▶ EXCERPT PROVIDED
-- -- --

Archive for May, 2007

My last thought was a cryptic thought.  It has to do with all these things in my head, and knowing I can’t make sense of them while still attempting to.  It is like going to Vegas thinking you will be that ONE winner… beating the odds.  I know the odds.  They don’t look good.

So…. again… even that last one was cryptic. I HATE CRYPTIC. A LOT. But like the Tao, some stuff in life you hear sounds good but is bullshit, some stuff sounds like bullshit but is REAL good. And then there is stuff that is … is what it is. That is the tao… and my thought. I want to expand on this by being cryptic with a more obvious point.

My uncle is a professor. After a broken marriage and bitter divorce, he was sullen and angry for years.

-- -- --

Source records
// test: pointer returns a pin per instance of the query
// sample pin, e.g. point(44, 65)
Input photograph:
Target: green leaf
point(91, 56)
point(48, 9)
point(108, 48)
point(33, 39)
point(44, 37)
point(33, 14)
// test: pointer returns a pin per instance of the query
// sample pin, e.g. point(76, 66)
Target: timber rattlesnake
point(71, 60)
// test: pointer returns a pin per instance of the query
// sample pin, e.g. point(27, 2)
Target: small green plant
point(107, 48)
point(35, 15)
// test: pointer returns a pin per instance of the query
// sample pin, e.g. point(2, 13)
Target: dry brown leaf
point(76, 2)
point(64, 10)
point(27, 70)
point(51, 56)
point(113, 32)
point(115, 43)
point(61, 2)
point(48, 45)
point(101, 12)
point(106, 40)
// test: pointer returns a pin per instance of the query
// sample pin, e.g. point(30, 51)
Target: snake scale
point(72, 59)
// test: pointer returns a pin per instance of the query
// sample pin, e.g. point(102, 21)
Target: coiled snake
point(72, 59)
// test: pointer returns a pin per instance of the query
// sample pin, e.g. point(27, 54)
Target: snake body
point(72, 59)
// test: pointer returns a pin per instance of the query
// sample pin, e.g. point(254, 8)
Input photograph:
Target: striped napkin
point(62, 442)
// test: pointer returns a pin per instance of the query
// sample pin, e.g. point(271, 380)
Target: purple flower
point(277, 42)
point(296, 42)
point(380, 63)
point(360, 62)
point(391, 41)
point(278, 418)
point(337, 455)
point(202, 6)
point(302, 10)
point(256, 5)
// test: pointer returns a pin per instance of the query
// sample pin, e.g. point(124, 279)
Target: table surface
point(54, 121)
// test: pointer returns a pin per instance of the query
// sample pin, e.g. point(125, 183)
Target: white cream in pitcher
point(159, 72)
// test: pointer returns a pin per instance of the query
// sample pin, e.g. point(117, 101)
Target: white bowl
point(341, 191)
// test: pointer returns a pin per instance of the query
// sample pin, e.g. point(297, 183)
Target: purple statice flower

-- -- --

▶ INSTRUCTIONS TO FOLLOW
Update the blog post passage starting at "Archive for May, 2007" and ending at "don’t look good.", replacing "Vegas" with "Atlantic City".

▶ RESPONSE
Archive for May, 2007

My last thought was a cryptic thought.  It has to do with all these things in my head, and knowing I can’t make sense of them while still attempting to.  It is like going to Atlantic City thinking you will be that ONE winner… beating the odds.  I know the odds.  They don’t look good.